--- Texte présenté ---
18 juillet 2017

L’éclectisme de Beauregard

Fragil était de retour pour démarrer cette saison estivale au festival Beauregard à Hérouville-Saint-Clair en Normandie. L’occasion d’un livetweet sur place durant les trois jours de concerts, et d’une rencontre avec Ibrahim Maalouf.

L’éclectisme de Beauregard

18 Juil 2017

Fragil était de retour pour démarrer cette saison estivale au festival Beauregard à Hérouville-Saint-Clair en Normandie. L’occasion d’un livetweet sur place durant les trois jours de concerts, et d’une rencontre avec Ibrahim Maalouf.

Toujours éclectique, la programmation du festival normand qui fêtera ses 10 ans l’an prochain a vu revenir pour sa neuvième édition des têtes d’affiches familières du lieu en plein air, de ses deux scènes, de son immense parc, et de son château.

C’est ainsi qu’on vit revenir Benjamin Biolay dès le vendredi soir, que des serveuses d’un stand de frites de patate douce n’avaient pourtant pas reconnu bien qu’étant situées pile en face de la scène…

Le même soir, Joseph Mount et sa bande Metronomy rappelaient également leur précédente visite à Beauregard il y a 5 ans (sous une pluie battante, ndlr), demandant avec insistance au public s’il aimait… le weekend. Comme les prémices de l’annonce d’un futur album ?

Autre habitué, Maarten Devoldere, le flamand leader du groupe Balthazar revenu cette fois-ci avec sa formation perso, Warhaus.

Une édition sur le retour

Beauregard adore remettre en scène de vieux briscards du rock’n’roll qui plaisent tant à son public de parents quadras avec enfants. Et pour cette neuvième édition, c’est tombé sur Midnight Oil ! Le groupe qui s’est exceptionnellement reformé cette année a décidé pour l’occasion de repartir en tournée mondiale. Son leader, Peter Garrett, reconnaissable par sa grande taille (1,92 m) et son crâne rasé, est devenu entre temps un homme politique important en Australie, engagé en faveur de l’environnement, il fût également ministre de l’Éducation du pays en 2010.

Midnight-Oil
Peter Garrett, leader de Midnight Oil

Autre revival, celui de Placebo avec Brian Molko et Stefan Olsdal, venus fêter les 20 ans de la sortie de leur premier album. Sur scène, le groupe, pourtant fortement décrié par la critique qui le considère aujourd’hui comme mort, a assuré bien plus que le service minimum. Offrant un show tenant largement la route reprenant en partie ses titres incontournables et une prestance scénique qu’on aimerait voir plus souvent ailleurs. Ultime preuve s’il en fallait, l’impact spectaculaire qu’a conservé Placebo sur les réseaux sociaux à en croire les tweets de Fragil.

Lignes de données d'annotation par cadres
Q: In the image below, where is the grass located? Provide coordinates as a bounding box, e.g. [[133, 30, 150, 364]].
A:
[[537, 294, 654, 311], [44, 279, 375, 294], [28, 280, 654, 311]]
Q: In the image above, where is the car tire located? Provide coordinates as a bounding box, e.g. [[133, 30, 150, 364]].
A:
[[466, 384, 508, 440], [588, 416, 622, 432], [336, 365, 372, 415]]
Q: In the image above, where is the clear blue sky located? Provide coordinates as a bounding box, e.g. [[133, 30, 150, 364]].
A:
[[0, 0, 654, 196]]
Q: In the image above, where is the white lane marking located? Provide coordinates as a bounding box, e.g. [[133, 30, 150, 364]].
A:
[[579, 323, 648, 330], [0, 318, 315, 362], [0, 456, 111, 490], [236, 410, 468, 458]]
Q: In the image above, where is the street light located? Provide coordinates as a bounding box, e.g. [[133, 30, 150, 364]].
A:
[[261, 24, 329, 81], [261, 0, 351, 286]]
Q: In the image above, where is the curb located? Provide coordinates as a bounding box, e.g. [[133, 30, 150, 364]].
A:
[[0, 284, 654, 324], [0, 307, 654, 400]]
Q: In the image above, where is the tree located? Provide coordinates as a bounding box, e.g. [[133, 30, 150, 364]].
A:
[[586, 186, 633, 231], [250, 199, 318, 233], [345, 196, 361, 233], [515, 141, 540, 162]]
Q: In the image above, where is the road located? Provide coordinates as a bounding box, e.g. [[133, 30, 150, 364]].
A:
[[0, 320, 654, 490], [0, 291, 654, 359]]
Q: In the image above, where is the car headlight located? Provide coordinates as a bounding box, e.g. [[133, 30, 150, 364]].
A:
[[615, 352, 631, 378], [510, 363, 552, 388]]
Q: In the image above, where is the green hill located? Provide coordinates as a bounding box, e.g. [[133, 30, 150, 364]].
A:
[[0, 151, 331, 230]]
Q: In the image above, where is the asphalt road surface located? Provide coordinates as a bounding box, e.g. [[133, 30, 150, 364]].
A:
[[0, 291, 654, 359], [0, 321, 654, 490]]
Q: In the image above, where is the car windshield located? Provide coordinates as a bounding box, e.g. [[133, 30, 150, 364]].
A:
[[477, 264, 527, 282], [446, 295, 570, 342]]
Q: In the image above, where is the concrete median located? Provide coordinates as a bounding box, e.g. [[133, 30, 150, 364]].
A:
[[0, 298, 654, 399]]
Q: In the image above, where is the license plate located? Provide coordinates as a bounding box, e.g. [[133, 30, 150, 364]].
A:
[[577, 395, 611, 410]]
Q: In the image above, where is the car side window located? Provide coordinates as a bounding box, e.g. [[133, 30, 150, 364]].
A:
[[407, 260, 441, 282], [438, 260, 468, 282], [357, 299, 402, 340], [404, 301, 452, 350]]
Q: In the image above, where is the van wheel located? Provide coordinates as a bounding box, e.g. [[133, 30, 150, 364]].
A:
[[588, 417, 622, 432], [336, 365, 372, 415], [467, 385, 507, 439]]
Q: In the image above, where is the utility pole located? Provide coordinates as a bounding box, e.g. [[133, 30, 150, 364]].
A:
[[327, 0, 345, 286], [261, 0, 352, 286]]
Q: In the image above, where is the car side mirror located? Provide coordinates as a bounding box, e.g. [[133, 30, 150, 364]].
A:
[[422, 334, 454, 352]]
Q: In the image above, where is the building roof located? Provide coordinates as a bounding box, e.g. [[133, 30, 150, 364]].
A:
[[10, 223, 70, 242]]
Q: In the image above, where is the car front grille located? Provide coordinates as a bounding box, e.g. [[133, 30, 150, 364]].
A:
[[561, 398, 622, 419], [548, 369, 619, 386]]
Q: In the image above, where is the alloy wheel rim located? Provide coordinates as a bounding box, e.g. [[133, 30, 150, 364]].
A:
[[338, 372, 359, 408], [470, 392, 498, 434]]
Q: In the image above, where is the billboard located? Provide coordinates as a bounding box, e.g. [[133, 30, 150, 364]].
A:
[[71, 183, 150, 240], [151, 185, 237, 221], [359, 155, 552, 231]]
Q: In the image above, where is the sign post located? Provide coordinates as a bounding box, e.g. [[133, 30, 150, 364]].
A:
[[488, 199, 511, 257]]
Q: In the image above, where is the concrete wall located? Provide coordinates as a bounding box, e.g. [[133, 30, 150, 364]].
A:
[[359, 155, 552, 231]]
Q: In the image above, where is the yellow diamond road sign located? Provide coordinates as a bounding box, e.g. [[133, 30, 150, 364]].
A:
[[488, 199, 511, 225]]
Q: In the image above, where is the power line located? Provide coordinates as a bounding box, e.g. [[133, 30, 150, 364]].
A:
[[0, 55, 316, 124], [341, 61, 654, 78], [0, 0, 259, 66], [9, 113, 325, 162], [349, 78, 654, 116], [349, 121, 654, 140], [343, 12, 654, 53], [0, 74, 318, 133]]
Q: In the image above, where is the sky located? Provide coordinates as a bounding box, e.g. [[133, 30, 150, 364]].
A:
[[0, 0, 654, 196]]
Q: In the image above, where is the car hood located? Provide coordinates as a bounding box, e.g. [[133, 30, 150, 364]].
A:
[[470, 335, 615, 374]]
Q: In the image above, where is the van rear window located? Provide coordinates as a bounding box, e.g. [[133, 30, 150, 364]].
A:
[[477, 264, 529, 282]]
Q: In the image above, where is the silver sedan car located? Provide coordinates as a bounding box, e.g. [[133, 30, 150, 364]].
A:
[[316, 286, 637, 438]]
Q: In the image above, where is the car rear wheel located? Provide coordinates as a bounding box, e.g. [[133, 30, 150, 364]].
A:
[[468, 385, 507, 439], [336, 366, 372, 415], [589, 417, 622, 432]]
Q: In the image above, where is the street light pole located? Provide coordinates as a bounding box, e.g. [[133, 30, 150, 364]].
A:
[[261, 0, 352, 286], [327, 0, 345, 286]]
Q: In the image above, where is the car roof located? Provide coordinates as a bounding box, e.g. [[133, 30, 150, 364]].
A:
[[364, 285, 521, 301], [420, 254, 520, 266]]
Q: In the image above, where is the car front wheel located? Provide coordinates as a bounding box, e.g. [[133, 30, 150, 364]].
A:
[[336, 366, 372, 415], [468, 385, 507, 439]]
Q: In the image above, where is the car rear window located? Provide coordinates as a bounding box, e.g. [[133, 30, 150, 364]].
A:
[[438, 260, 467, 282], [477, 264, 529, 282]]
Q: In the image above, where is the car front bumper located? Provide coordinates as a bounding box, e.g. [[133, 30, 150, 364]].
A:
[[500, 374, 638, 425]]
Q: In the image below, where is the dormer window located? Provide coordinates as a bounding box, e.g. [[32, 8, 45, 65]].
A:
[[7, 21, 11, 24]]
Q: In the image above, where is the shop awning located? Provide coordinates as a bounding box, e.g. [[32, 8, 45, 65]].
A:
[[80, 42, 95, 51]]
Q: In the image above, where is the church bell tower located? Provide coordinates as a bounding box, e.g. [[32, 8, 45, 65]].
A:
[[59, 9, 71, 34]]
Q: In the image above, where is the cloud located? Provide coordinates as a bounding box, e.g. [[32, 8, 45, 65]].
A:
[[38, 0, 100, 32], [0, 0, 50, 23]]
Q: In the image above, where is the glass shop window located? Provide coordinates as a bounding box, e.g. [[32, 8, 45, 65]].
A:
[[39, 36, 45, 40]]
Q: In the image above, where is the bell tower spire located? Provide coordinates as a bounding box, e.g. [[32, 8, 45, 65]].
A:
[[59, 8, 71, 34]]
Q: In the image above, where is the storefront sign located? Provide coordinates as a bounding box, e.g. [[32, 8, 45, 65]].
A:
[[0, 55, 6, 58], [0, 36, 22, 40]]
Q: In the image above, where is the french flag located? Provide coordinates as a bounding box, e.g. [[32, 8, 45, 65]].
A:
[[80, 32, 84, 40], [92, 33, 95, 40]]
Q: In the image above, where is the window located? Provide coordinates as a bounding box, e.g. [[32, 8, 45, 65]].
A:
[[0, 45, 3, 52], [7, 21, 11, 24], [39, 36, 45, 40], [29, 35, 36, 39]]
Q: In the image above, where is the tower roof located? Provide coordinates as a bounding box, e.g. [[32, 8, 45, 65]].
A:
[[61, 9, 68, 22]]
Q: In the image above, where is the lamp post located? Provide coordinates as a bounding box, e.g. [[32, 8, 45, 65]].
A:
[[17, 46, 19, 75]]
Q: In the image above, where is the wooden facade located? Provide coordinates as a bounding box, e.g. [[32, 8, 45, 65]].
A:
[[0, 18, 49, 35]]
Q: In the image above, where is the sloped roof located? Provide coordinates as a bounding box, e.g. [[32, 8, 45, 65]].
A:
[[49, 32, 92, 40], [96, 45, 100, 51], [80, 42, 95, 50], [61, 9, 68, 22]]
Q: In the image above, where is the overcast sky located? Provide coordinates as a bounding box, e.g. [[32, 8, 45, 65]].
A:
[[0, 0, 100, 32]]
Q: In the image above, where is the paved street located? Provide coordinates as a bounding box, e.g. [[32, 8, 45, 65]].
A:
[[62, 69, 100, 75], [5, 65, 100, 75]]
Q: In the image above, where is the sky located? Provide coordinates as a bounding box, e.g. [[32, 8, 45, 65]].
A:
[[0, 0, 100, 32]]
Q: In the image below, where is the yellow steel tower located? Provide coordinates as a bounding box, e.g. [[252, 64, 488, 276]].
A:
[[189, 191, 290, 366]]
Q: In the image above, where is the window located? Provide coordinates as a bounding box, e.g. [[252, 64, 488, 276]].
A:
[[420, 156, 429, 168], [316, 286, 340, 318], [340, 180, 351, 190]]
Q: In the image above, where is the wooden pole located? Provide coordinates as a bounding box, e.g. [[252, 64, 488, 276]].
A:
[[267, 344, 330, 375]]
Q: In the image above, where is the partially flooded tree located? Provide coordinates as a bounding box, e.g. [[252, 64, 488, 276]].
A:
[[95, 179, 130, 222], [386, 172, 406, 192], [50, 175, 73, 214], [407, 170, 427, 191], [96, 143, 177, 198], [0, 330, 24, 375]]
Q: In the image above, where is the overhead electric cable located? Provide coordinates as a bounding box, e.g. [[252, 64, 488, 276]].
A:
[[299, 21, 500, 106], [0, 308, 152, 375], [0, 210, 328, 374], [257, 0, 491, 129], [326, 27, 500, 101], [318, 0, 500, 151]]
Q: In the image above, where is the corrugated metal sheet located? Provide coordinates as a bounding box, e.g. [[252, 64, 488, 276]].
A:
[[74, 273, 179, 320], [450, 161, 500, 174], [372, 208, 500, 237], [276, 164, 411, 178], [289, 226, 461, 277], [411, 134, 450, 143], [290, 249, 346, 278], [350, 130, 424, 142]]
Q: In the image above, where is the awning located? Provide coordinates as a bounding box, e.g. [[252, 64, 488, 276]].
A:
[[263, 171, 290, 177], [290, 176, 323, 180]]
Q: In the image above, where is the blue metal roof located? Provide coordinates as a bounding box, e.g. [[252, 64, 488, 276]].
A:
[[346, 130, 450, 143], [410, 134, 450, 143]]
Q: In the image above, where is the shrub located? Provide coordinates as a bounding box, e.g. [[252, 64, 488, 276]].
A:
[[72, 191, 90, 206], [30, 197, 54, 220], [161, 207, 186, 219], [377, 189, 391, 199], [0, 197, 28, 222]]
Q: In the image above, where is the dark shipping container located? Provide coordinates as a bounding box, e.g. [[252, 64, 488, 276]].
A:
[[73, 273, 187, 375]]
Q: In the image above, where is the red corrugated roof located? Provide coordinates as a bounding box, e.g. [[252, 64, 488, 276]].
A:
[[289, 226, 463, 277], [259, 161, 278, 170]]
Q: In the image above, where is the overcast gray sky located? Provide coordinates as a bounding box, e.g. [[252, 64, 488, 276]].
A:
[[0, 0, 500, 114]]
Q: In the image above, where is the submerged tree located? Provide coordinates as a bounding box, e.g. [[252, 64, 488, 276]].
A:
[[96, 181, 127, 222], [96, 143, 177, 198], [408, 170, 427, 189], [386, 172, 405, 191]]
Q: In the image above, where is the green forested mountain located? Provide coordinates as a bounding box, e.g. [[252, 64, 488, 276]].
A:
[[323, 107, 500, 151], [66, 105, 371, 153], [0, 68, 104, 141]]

--- Exercices proposés ---
- a) D'après l'article sur le festival Beauregard, quelle fonction Peter Garrett a-t-il exercée en 2010 ?
- b) Repérez dans les lignes toutes celles qui contiennent le mot "shop" et recopiez-les, en respectant la casse.
L'article et les lignes sont deux documents indépendants.

--- Corrigé détaillé ---
- a) Il a été ministre de l'Éducation de l'Australie.

- b)
Q: In the image above, where is the shop awning located? Provide coordinates as a bounding box, e.g. [[32, 8, 45, 65]].
Q: In the image above, where is the glass shop window located? Provide coordinates as a bounding box, e.g. [[32, 8, 45, 65]].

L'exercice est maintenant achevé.